# ACTIVITY
Copy only this range: the line with "of the beige" through the final line of the material, inclusive at both ends.

# MATERIALS PROVIDED

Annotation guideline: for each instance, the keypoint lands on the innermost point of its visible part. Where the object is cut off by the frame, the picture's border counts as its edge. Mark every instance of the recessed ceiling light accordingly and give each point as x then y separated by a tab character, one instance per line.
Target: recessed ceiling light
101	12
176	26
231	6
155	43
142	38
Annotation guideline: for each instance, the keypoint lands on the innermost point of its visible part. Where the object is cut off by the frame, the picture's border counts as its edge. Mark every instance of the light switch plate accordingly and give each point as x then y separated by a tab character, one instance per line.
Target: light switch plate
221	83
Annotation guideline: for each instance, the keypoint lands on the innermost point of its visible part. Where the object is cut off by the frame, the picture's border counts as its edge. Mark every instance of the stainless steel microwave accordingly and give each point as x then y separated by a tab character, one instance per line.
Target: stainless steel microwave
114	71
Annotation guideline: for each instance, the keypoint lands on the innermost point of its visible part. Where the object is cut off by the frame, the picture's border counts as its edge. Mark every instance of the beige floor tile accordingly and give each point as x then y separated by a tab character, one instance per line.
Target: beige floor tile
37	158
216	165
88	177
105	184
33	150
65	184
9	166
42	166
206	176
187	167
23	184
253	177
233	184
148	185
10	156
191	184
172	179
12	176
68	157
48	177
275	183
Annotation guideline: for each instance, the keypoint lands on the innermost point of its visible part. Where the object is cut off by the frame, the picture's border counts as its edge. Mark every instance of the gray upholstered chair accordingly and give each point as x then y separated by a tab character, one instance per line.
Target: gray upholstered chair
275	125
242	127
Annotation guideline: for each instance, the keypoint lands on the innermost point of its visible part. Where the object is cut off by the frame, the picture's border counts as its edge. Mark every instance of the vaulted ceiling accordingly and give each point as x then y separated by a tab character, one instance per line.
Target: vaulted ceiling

# FINISHED TASK
Annotation guideline: for each instance, the keypoint lands on the innermost point of its visible part. Where the object is cut off by the frame, the picture's border counts as its edge. Mark every instance of the beige floor tile accordingly and give each point as x then y separated by a tab character, one instance per line.
Target: beige floor tile
37	158
216	165
88	177
105	184
33	150
65	184
9	166
42	166
206	176
187	167
23	184
253	177
233	184
148	185
10	156
191	184
172	179
12	176
68	157
48	177
275	183
Annotation guideline: for each instance, the keypoint lands on the innermost point of its visible part. Where the object is cut off by the frame, the picture's border counts as its edge. Mark every instance of the gray upholstered chair accordingly and give each point as x then y separated by a tab character, one instance per line.
Target: gray upholstered chair
275	125
242	127
Annotation guideline: for each instance, the keypoint lands on the innermost point of its visible part. Where the object is cut off by the frame, the picture's border counts as its edge. Mark every instance of the vaulted ceiling accordingly and give each point as x then y separated by a tab character, one instance per line.
Target: vaulted ceiling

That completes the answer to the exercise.